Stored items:
== Segment start ==
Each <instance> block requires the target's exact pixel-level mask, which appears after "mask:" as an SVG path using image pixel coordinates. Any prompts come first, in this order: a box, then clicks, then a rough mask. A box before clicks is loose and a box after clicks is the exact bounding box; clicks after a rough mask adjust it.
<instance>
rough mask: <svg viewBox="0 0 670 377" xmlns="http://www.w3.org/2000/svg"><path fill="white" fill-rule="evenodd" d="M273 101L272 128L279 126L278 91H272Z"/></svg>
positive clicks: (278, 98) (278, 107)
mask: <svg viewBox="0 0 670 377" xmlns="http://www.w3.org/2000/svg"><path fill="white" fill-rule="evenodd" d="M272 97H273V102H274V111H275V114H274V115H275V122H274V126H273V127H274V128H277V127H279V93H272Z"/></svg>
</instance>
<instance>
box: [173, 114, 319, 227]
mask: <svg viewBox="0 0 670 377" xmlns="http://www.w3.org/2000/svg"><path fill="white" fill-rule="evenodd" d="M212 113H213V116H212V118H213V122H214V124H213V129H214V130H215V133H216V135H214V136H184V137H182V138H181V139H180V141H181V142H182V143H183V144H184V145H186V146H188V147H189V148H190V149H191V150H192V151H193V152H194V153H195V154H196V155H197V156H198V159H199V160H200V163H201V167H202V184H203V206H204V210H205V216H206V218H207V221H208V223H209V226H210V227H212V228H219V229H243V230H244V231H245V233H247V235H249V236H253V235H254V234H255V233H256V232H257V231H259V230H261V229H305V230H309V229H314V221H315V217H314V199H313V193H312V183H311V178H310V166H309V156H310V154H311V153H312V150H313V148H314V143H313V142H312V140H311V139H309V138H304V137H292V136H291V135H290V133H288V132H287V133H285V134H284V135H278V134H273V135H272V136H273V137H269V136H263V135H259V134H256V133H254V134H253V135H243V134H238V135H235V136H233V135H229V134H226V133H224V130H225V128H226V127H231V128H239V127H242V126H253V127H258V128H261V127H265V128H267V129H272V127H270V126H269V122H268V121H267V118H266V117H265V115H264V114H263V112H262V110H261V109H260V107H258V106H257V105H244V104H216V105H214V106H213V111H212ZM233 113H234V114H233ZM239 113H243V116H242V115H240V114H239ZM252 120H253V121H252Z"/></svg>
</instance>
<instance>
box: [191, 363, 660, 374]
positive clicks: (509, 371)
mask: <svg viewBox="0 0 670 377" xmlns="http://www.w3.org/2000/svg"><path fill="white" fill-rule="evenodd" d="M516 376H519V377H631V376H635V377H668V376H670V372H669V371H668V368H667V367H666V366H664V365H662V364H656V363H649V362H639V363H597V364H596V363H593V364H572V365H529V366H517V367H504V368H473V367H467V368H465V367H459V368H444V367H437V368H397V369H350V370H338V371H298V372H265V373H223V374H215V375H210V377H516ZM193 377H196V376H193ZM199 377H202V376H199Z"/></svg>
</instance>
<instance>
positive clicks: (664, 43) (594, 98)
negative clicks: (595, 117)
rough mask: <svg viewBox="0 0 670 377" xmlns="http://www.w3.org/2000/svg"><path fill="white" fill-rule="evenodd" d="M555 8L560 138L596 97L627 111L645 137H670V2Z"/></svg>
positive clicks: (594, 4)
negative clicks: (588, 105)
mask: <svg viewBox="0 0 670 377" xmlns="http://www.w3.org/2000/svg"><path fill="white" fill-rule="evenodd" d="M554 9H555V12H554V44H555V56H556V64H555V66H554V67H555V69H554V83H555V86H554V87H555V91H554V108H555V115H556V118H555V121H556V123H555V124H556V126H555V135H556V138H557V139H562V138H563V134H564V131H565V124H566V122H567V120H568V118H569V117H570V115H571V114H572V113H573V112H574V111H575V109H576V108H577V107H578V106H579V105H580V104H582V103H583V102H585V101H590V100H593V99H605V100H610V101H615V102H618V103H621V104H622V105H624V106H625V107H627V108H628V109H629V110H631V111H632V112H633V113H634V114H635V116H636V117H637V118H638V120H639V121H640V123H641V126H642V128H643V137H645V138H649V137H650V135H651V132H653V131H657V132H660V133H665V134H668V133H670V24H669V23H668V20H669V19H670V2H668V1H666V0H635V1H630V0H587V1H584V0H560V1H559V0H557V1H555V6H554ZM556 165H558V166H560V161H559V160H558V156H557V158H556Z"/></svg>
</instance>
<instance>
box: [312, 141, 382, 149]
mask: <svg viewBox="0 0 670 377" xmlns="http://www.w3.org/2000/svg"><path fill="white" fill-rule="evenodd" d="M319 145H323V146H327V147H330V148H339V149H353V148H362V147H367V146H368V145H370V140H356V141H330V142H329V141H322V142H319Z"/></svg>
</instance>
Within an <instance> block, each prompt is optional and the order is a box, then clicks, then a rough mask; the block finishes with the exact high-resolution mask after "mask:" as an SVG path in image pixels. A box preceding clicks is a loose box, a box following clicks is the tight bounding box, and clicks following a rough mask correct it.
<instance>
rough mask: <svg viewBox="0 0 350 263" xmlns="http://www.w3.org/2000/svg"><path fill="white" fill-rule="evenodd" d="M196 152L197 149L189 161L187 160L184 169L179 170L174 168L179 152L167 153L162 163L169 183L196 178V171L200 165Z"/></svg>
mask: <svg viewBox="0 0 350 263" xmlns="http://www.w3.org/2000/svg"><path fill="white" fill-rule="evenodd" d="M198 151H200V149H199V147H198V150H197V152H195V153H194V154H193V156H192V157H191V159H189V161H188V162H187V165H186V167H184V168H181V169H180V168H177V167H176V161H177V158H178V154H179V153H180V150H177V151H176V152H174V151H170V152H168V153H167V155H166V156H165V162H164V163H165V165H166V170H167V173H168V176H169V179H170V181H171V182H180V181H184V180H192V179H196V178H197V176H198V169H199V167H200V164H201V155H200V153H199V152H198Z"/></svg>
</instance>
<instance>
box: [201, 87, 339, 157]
== Segment end ==
Search the data for "bounding". Copy every line that has it.

Problem solution.
Each <instance> block requires the target's exact pixel-level mask, which appears after "mask:" as an SVG path using image pixel coordinates. Any prompts come first, in this order: a box, then clicks, then a rough mask. A box before clicks is loose and a box after clicks is the exact bounding box; clicks after a rough mask adjust it.
Within an <instance> block, each prompt is optional and the order is a box, then clicks, then a rough mask; the block finishes with the exact high-resolution mask after "mask:" as an SVG path in image pixels. A box preceding clicks is a loose box, a box following clicks is the tight bounding box, and clicks following a rough mask correct it.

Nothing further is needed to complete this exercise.